== Prompt ==
Copy out every item below word for word, and leave the pictures out.

== Listed entries ==
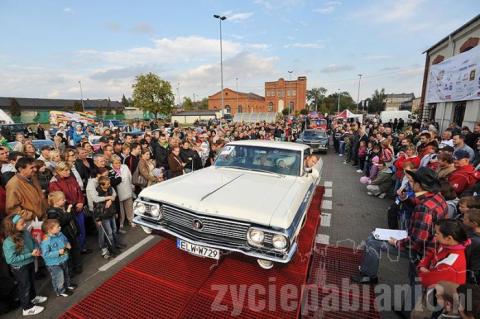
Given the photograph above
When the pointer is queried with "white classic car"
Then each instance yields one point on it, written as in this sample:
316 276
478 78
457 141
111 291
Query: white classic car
253 201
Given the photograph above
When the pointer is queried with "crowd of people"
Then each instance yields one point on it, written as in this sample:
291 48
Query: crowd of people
432 181
84 184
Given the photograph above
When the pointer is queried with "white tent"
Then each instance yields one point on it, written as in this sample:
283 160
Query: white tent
4 118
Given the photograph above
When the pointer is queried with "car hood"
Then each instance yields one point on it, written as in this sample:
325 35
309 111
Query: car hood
260 198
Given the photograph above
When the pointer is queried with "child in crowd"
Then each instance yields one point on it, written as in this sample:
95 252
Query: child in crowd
19 248
68 224
104 214
55 248
472 221
362 154
447 262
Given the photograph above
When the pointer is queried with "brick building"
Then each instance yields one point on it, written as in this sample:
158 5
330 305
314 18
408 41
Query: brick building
283 94
236 102
279 95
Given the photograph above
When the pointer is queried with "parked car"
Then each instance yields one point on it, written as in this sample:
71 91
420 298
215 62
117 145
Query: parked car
9 131
316 139
253 201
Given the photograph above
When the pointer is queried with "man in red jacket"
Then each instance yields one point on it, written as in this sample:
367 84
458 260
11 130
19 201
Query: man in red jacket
465 175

== Task answer ==
Given the photograph above
When the pointer is queried with "white classic car"
Then each instance yields one point on it, written as in this sample:
316 276
478 78
457 141
111 291
Query: white classic car
253 201
Given the photograph above
When the pointer is queried with "crowd of people"
Then each instance yields one point on it, written as in this sample:
291 48
Query: crowd of people
432 181
84 184
Given the photograph above
When the pointer is queried with "white tent"
Then each instance yields one point on it, written as in this sample:
283 160
Query: white tent
4 118
Given the photograph above
When the pointer is queried with "car hood"
Then each instance yields one point on it, written as in this sample:
325 35
309 111
Query: car hood
260 198
Given the photograph above
When the pointer is queried with "child in crowd"
Then each instance yields one point on it, written as in this sample:
95 252
Query: child in crowd
19 248
68 224
104 214
55 248
472 221
362 154
447 262
Given the photograph above
When the pointer is queried with "brick building"
Then each instance yields one point on it, written as in this sample:
158 5
330 305
314 18
408 41
Query: brick building
283 94
236 102
279 95
Given the photograph above
When the pointer is queried with "parked car"
Then each instance yields one point on it, written as in this sample:
71 91
420 298
215 62
117 145
Query: parked car
9 131
316 139
253 201
Given the photograph above
When the pointer is queried with "man in red jacket"
Then each instance yields one point on it, written as in this sample:
367 84
458 260
11 130
19 201
Query: man in red jacket
465 175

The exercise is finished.